*** Data for processing Section Begins ***
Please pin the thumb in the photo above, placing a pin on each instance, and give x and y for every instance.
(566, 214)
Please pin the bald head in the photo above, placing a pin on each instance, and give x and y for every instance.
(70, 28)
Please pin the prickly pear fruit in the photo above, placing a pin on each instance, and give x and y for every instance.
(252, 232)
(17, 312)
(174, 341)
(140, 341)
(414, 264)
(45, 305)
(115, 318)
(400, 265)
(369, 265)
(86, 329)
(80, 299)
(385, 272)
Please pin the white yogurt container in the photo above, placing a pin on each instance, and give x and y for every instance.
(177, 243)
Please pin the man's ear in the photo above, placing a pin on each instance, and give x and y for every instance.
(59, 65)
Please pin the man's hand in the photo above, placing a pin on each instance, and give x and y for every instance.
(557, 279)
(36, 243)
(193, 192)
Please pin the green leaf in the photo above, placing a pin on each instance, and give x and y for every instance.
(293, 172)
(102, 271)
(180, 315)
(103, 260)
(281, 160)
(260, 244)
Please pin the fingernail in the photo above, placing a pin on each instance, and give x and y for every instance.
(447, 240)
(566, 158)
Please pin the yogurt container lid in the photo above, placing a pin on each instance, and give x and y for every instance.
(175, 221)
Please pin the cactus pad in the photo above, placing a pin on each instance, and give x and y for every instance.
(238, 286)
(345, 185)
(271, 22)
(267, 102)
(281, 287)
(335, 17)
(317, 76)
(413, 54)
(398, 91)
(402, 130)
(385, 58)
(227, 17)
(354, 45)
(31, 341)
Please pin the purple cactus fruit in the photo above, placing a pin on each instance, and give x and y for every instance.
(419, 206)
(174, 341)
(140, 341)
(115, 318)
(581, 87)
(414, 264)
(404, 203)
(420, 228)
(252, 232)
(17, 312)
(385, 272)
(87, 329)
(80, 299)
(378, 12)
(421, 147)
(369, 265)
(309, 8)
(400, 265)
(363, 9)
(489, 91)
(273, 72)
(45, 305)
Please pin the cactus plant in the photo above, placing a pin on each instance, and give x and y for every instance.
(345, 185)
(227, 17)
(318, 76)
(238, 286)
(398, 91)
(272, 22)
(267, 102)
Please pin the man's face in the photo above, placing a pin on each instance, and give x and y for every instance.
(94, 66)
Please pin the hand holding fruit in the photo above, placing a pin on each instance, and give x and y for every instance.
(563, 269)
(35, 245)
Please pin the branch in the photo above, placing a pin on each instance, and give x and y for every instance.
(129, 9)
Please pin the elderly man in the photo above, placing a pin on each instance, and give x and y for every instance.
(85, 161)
*** Data for processing Section Ends ***
What to do:
The lines you need run from the one containing "Please pin the hand" to the end of the listing. Output exactly those, both ends included.

Response for this exercise:
Please pin the hand holding fruit in the photo above, placing a pin on each instance, and give x and y for every instance.
(563, 269)
(35, 245)
Please pin the branch in the photo above, placing a pin on each instance, and give x and y for every instance.
(129, 9)
Please pin the elderly man in the photo above, placing a pin on each instance, and give x and y for every instance.
(85, 161)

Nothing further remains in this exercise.